**** Document segment ****
Link accumulated wealth through the lumber business and finance in east Texas. In 1910, he moved to Houston where he anticipated economic growth sparked by its emerging oil industry. In addition to being the founding chairman of The American General Insurance Company and the second president of The Dr. Pepper Company, he established the Houston Land Corporation while amassing several properties totaling 250 acres near the Houston city limits. He set aside a strip land on which he built the first section of Montrose Boulevard, the main street for his upscale residential subdivision. He planned his own home site on Block 41, fronting the newly paved Montrose Boulevard and West Alabama Street. Sanguinet, Staats, and Barnes designed this Link's home, which was built by Young Contracting Company in 1912.

===Lee Family===
Thomas Peter Lee (born March 19, 1871) started as an oil field worker in his native West Virginia and Ohio. Just sixteen when he started work, he relocated to Saratoga, Texas in 1903 to work for the Texas Company. In 1914, he co-founded Farmers Petroleum Company and accepted a post as the firm's president.
**** Source data ****
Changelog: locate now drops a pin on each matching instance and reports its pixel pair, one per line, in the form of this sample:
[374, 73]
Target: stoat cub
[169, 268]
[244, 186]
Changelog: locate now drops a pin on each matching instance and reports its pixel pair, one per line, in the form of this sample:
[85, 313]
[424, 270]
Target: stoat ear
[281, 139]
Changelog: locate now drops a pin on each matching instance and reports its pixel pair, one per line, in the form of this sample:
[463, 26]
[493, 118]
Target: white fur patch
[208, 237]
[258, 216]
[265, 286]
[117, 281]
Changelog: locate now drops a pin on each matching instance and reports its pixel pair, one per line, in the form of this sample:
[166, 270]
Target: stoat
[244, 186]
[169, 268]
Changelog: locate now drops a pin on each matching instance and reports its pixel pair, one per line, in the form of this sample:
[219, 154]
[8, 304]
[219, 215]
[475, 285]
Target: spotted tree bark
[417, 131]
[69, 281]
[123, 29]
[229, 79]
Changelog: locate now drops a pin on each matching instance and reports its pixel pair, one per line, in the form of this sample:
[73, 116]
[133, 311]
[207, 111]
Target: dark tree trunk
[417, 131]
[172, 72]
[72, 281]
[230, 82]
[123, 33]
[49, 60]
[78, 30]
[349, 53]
****
__Task requirements__
1. According to the Link and Lee family history, which firm built Link's home, and in what year?
2. Continue the Link and Lee family history from its final sentence.
These entries have no connection to the Link and Lee family history.

__Task responses__
1. Young Contracting Company built it in 1912.

2.
Lee acquired the house at the end of 1916 for $90,000. Link–Lee House was the largest single-family residence in Houston at the time with over 10,000 square feet. The main floor included a breakfast room, formal dining room, and music room. There was a full basement, a second floor with five bedroom suites, and a third floor ballroom.

After Lee's death, his home remained in the possession of his family until July 9, 1940, when family members, including Mrs. Essie N. Lee, sold the property to the University of St. Thomas for $120,000. At the wishes of all heirs and executors, the college separated the payment into two parts: $6,000 in cash and the remaining $114,000 as a donation, guaranteed by a promissory note dated September 1, 1946, made payable to the William M. Rice Institute for the Advancement of Literature, Science and Art in Houston.

===University of St. Thomas===
The home, now referred to as the Link-Lee Mansion, and its surrounding land, became the main building of the University of St. Thomas, which still occupies the site today. Originally the building housed the entire university, it now contains the executive offices of the university. While still mostly intact, the mansion has been adapted to accommodate the offices of the president, vice president for Academic Affairs, Dean of Arts and Sciences, vice president for Institutional Advancement, and Alumni Relations.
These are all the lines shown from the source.